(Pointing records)
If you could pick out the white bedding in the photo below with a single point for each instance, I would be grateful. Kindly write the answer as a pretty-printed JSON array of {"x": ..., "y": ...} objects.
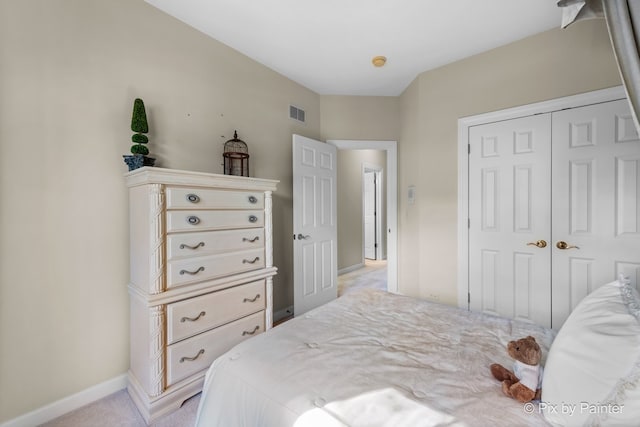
[{"x": 371, "y": 358}]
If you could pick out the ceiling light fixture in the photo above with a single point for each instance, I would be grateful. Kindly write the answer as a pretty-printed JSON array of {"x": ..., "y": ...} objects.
[{"x": 379, "y": 61}]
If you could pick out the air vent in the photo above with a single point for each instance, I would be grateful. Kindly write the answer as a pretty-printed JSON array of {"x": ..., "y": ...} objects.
[{"x": 296, "y": 113}]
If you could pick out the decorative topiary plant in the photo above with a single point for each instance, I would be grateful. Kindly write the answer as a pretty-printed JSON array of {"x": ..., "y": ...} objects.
[
  {"x": 139, "y": 150},
  {"x": 140, "y": 126}
]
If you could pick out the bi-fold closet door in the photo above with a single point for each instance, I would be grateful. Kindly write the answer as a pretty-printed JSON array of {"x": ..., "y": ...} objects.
[{"x": 554, "y": 210}]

Given problem
Take the line holding "If you could pick out the air" and all lines after it through the end of the data, and set them down exactly.

Exercise result
If you could pick out the air vent in the photo above with a single point for each instance, I would be grateful. Kindly write the answer as a pretty-printed JSON array of {"x": ..., "y": ...} objects.
[{"x": 296, "y": 113}]
If you could pick out the decorative topiary plant in the photo above with a single point for each instance, I would be grateful. Kindly write the answer as a pretty-printed JSON array of {"x": ..., "y": ...} objects.
[
  {"x": 139, "y": 150},
  {"x": 140, "y": 126}
]
If you could pick out the bi-fold closet door in the photo above with a single point for each instance, I would be grateful. Kindly write the answer as a pretty-printed JSON array of {"x": ..., "y": ...} objects.
[{"x": 554, "y": 210}]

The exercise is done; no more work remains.